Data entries

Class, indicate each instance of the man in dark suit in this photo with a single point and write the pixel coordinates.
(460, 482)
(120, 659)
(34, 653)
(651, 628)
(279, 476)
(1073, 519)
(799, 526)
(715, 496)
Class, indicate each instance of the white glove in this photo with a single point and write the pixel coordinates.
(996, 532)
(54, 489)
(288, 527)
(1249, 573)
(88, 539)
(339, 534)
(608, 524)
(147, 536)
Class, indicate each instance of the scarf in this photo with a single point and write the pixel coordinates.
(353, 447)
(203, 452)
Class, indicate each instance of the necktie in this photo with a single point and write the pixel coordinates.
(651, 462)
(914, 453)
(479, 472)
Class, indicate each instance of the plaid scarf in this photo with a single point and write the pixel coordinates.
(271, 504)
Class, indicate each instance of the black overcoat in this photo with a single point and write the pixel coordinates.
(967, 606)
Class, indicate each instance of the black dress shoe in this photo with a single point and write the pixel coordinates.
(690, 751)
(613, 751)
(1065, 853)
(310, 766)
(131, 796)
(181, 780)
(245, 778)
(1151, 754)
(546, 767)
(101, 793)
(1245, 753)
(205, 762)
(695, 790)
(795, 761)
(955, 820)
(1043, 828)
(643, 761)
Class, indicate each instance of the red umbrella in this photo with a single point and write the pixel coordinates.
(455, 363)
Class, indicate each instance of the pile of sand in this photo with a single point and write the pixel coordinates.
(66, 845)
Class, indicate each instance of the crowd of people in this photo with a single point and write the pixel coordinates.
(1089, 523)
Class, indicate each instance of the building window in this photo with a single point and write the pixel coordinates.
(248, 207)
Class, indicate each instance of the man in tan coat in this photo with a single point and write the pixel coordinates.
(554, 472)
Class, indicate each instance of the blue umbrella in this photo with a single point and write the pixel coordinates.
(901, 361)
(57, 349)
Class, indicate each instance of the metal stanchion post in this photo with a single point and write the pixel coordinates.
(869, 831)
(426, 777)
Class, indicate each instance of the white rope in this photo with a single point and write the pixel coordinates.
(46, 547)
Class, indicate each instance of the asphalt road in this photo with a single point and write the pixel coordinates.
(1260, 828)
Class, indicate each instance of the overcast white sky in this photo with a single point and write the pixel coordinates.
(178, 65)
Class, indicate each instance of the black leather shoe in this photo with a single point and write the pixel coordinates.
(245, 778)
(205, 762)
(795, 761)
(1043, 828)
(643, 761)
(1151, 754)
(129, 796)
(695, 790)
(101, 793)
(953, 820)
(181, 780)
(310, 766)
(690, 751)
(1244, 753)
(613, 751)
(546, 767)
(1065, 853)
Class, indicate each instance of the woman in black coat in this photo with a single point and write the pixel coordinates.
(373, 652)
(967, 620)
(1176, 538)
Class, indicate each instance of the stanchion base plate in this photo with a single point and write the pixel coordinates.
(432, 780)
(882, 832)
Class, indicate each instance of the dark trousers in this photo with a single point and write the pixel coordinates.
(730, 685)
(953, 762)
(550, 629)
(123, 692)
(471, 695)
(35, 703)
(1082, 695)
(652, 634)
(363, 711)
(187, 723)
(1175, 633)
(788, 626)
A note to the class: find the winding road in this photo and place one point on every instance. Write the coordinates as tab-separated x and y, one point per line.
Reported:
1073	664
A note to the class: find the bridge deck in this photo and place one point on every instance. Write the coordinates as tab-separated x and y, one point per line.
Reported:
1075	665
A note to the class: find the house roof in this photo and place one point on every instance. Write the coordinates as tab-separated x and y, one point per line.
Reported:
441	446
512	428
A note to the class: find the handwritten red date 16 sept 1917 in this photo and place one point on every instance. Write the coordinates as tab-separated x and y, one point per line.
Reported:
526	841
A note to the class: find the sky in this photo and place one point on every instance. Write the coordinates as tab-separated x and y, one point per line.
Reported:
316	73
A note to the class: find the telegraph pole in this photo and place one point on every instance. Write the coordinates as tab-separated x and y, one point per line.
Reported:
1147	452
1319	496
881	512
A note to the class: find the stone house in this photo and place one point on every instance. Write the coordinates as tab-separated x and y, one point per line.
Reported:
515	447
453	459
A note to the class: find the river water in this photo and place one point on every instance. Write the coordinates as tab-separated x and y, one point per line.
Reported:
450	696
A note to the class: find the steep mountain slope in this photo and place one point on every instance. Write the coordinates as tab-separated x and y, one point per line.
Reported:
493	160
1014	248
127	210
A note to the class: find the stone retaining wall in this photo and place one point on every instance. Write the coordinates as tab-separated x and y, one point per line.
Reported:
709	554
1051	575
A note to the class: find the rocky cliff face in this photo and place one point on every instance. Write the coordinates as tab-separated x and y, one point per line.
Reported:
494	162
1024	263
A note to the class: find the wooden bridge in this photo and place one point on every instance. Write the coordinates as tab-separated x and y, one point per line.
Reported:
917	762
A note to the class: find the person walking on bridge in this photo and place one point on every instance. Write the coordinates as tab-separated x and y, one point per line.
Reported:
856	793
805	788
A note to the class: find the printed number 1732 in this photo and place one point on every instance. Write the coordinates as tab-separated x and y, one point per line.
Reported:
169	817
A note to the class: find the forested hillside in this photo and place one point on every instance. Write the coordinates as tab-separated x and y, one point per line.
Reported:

# To do:
Provide an exact transcription of every entry above.

# Solution to the exercise:
Class, indicate each instance of the man in dark suit in this photo with a single point and write the pixel coordinates.
(460, 482)
(120, 659)
(34, 653)
(651, 628)
(279, 476)
(1073, 519)
(799, 526)
(715, 496)
Class, indicate each instance of the white glove in this photo with a single point and write the pixel coordinates.
(996, 532)
(54, 489)
(288, 527)
(1249, 573)
(88, 539)
(339, 534)
(608, 524)
(147, 536)
Class, indicate each instance of the scarf in this photo with a single point and write the pixel coordinates.
(353, 447)
(203, 452)
Class, indicate each instance of the necktie in this photo with a single point and write the pixel coordinates.
(651, 462)
(914, 453)
(479, 472)
Class, indicate each instance of the plaid scarf in this photo with a single point and write the pixel coordinates.
(271, 504)
Class, indicate each instance of the black overcoat in this photo with a single point and write the pixel coordinates.
(967, 606)
Class, indicate each instance of the black dress shoe in this photo with a single point and write the pixel coordinates.
(690, 751)
(613, 751)
(1065, 853)
(310, 766)
(131, 796)
(181, 780)
(245, 778)
(1151, 754)
(546, 767)
(101, 793)
(1245, 753)
(205, 762)
(695, 790)
(795, 761)
(955, 820)
(1043, 828)
(643, 761)
Class, indicate each instance of the red umbrella in this photo with a single point and write the pixel coordinates.
(455, 363)
Class, indicate each instance of the pile of sand in this photo with a single point and write the pixel coordinates.
(66, 845)
Class, indicate each instance of the crowd of people in this photo with a single point and write the pixel coordinates.
(1089, 523)
Class, indicate each instance of the building window in this photo with a single point and write the pixel coordinates.
(248, 207)
Class, indicate each instance of the man in tan coat in this photo with a single point and write the pixel coordinates.
(554, 472)
Class, indicate each instance of the blue umbrella in this photo with a single point and write the pixel coordinates.
(901, 361)
(57, 349)
Class, indicate each instance of the metal stanchion post in this photo with a single point and write the pixel coordinates.
(869, 831)
(426, 777)
Class, indicate each instance of the white rope in this photo with a single point and write the pixel coordinates.
(46, 547)
Class, indicate each instance of the asphalt road in this photo with a single point and write the pixel coordinates.
(1260, 828)
Class, indicate each instance of the overcast white sky in this photo with a single point and write the pixel coordinates.
(178, 65)
Class, indicate each instance of the black leather shoe in this photo with a single point and write the pixel coordinates.
(245, 778)
(205, 762)
(795, 761)
(1043, 828)
(643, 761)
(1151, 754)
(129, 796)
(695, 790)
(101, 793)
(953, 820)
(181, 780)
(310, 766)
(690, 751)
(1244, 753)
(613, 751)
(546, 767)
(1065, 853)
Class, indicate each instance of the woman in black coat in this photo with a single point and write the pixel coordinates.
(373, 652)
(967, 620)
(1176, 538)
Class, indicate each instance of the stanchion base plate in this photo with a single point and write the pixel coordinates.
(432, 780)
(882, 832)
Class, indicate each instance of the dark trousers in this photo with a single point and write the pixel coordinates.
(730, 685)
(953, 762)
(550, 629)
(123, 692)
(471, 695)
(35, 703)
(1082, 695)
(652, 634)
(363, 711)
(187, 723)
(1175, 633)
(788, 626)
A note to the class: find the winding road in this photo and place one point on every instance. Write the coordinates as tab-separated x and y, one point per line.
Reported:
1073	664
A note to the class: find the bridge deck in this photo and place one point on every instance. Write the coordinates as tab-separated x and y, one point per line.
Reported:
1075	665
A note to the class: find the house roof in this photo and place one point on every instance. Write the coordinates as tab-separated x and y, one point per line.
Reported:
441	446
512	428
A note to the class: find the handwritten red date 16 sept 1917 in this photo and place one point on every instance. Write the coordinates as tab-separated x and y, one point per line.
Reported:
526	841
A note to the class: find the sky in this photo and place one point on every instance. Write the coordinates as tab-separated x and y, one point per line.
Reported:
316	73
A note to the class: find the telegraph pole in this photo and place one point on every instance. Write the coordinates as tab-separated x and y, one point per line.
Reported:
1147	452
1319	496
881	512
A note to the class: find the stone house in this photo and place one point on every instance. Write the coordinates as tab-separated x and y, one point per line.
Reported:
515	447
453	459
A note to the class: find the river water in this photo and place one point on every instance. Write the coordinates as tab-separated x and y, one point per line.
Reported:
450	696
A note to the class: find the steep mountain slope in this photo and place one point on every instance. Write the coordinates as tab-separated x and y, one point per line.
Reported:
493	160
1014	248
127	210
A note to the class: find the stone retaining wall in this photo and place one point on every instance. Write the coordinates as tab-separated x and y, one point per line.
Reported:
709	554
1051	575
A note to the class: find the rocky cliff face in this photo and place one point on every instance. Write the coordinates as tab-separated x and y, one point per line.
Reported:
494	162
1024	263
A note to the class: find the wooden bridge in this photo and place one point on every instance. Write the coordinates as tab-separated x and y, one point per line.
Reported:
917	762
A note to the class: find the person walking on bridge in this photo and place one point on every instance. Write the coordinates as tab-separated x and y, one point per line.
Reported:
856	793
805	788
A note to the class: find the printed number 1732 in this photo and place one point on every instance. Write the coordinates as tab-separated x and y, one point per line.
Reported:
169	817
A note to the class: find the forested hillside in this photo and place one point on every instance. Write the coordinates as tab-separated x and y, one point per line.
Reported:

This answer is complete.